### INFORMATION SUPPLIED
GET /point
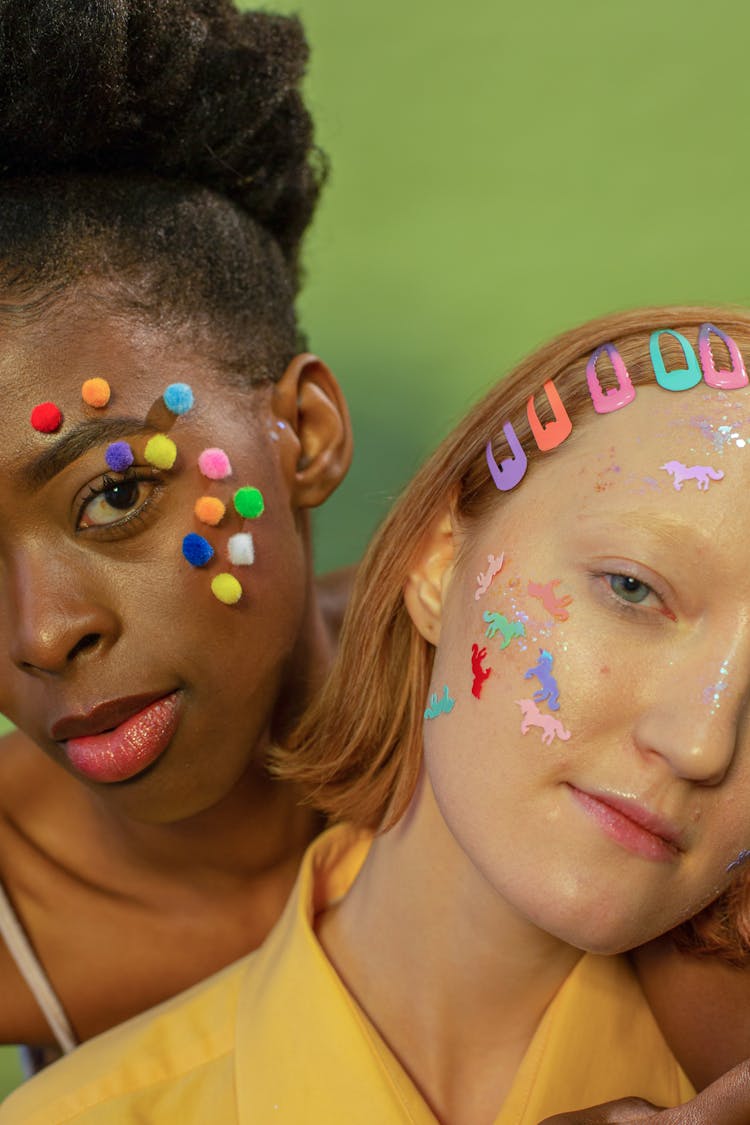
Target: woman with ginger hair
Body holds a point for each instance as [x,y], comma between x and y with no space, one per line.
[452,950]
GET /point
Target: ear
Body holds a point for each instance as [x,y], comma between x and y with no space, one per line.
[308,398]
[427,583]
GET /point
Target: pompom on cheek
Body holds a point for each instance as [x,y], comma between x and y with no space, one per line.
[96,393]
[46,417]
[119,456]
[215,465]
[179,397]
[161,451]
[209,510]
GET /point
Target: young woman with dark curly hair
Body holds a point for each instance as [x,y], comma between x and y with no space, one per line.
[453,947]
[157,173]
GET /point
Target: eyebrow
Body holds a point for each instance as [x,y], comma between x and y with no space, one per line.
[662,529]
[77,442]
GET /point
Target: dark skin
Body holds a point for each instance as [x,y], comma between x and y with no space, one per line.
[132,891]
[136,890]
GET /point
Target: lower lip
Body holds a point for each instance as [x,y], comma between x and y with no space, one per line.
[623,830]
[129,748]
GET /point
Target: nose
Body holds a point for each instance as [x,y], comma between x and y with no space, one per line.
[54,618]
[697,713]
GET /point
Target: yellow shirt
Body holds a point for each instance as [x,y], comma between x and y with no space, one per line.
[277,1040]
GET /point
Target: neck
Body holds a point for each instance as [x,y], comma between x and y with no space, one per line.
[459,1007]
[260,825]
[256,828]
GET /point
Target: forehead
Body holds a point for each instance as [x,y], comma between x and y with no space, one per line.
[50,358]
[630,462]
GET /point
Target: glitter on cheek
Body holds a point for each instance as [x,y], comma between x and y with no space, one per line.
[713,692]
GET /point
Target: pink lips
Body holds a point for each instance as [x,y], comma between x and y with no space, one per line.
[141,729]
[630,825]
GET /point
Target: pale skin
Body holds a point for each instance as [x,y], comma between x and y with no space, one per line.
[660,604]
[133,891]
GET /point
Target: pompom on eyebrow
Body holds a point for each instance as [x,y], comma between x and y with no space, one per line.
[74,443]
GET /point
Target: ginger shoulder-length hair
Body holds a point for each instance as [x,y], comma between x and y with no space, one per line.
[358,752]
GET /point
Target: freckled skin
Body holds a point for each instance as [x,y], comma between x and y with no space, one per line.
[521,872]
[133,891]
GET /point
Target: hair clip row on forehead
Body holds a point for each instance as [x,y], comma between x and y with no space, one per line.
[511,470]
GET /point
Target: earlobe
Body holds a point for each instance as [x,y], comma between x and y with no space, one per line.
[427,582]
[309,399]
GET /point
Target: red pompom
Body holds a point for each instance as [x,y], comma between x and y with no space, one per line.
[46,417]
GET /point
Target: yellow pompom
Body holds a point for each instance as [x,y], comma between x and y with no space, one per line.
[226,587]
[209,510]
[96,393]
[161,451]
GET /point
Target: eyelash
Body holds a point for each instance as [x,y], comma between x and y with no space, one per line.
[632,608]
[130,523]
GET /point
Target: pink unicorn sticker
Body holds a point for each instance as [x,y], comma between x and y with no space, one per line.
[550,601]
[680,473]
[549,726]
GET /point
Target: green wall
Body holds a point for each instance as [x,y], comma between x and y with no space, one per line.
[497,176]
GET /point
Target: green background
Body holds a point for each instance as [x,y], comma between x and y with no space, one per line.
[500,172]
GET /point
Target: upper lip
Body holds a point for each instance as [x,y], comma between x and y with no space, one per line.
[102,717]
[640,815]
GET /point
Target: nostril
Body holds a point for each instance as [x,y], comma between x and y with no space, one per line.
[90,640]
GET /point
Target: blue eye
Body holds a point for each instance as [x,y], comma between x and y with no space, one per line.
[631,590]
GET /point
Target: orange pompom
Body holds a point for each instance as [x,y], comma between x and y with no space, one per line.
[96,393]
[209,510]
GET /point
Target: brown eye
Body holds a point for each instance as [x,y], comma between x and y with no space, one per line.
[115,500]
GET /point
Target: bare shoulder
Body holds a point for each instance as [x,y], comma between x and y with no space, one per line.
[25,783]
[702,1006]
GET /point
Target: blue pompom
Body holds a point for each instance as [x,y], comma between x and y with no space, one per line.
[197,550]
[179,397]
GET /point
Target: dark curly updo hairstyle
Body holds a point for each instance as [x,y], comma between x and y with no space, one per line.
[162,149]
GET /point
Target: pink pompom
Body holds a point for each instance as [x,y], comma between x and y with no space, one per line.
[214,464]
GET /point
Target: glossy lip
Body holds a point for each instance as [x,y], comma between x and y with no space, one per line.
[102,717]
[127,749]
[631,825]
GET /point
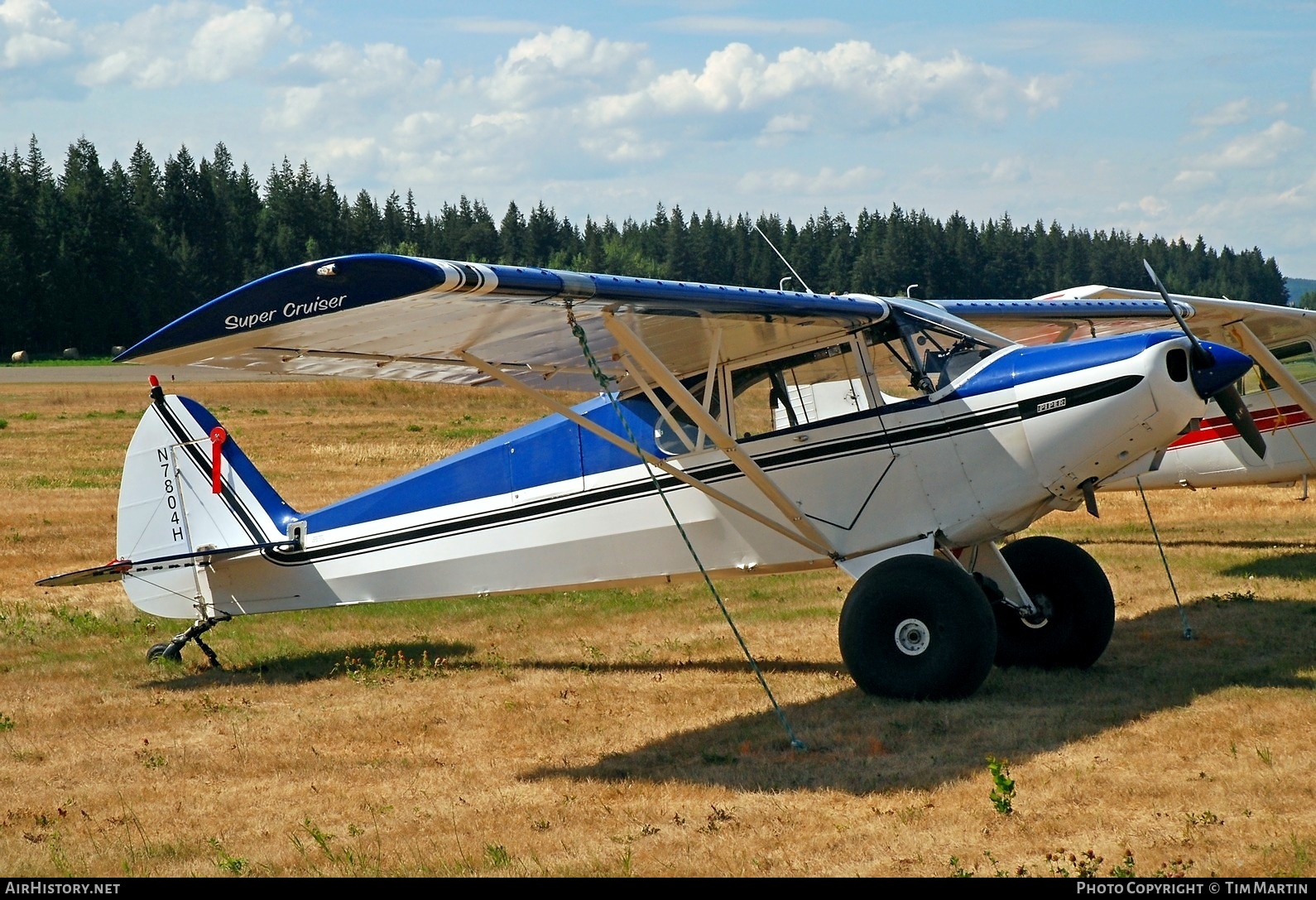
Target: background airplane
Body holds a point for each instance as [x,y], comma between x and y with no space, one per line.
[700,455]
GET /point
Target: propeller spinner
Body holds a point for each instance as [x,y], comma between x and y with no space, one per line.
[1213,379]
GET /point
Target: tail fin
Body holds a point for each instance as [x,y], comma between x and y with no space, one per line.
[167,508]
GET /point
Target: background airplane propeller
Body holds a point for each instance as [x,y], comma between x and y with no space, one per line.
[1228,397]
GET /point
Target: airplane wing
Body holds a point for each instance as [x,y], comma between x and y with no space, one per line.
[1097,310]
[401,317]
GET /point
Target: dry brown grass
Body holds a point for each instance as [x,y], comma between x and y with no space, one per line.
[619,732]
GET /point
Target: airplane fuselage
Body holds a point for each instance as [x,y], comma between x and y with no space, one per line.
[555,507]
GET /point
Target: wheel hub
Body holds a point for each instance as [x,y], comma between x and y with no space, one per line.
[1043,616]
[912,637]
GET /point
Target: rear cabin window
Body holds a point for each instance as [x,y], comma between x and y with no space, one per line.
[903,357]
[1298,359]
[799,390]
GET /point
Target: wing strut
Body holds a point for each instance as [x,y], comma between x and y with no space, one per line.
[653,366]
[1253,346]
[593,428]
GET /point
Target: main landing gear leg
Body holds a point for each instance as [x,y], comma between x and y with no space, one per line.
[174,649]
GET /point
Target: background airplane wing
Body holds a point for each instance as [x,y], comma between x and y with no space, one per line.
[1097,310]
[401,317]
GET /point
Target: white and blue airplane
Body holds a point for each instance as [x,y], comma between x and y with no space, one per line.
[947,440]
[1278,392]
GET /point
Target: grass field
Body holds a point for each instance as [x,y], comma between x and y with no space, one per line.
[620,732]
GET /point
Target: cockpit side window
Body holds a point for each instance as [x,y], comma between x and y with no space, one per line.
[675,432]
[915,357]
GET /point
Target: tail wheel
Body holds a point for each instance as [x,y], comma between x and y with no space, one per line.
[1074,596]
[918,628]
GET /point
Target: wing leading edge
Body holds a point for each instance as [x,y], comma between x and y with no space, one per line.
[401,317]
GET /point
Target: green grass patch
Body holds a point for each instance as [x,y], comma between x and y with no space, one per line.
[46,361]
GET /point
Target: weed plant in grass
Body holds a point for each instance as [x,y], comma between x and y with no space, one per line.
[620,732]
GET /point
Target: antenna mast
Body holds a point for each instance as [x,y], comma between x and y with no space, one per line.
[783,259]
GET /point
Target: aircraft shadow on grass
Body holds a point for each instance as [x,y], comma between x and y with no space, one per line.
[862,744]
[1294,566]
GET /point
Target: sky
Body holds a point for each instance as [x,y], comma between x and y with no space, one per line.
[1169,118]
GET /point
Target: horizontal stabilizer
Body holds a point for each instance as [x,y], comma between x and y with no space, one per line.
[118,569]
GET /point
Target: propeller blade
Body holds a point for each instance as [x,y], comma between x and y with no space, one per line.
[1231,403]
[1232,406]
[1200,355]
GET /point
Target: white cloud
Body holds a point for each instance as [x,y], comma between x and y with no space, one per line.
[1011,170]
[1258,149]
[481,25]
[1228,113]
[749,25]
[349,83]
[232,42]
[827,182]
[860,84]
[624,145]
[1193,179]
[33,33]
[564,64]
[180,42]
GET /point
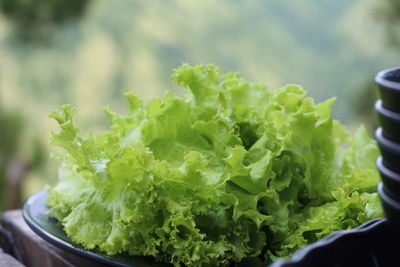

### EXERCISE GOAL
Note every line of the records that holds the word "skin", and copy it.

### WRITTEN REPLY
Target: dark skin
Target: pale skin
Target: freckled skin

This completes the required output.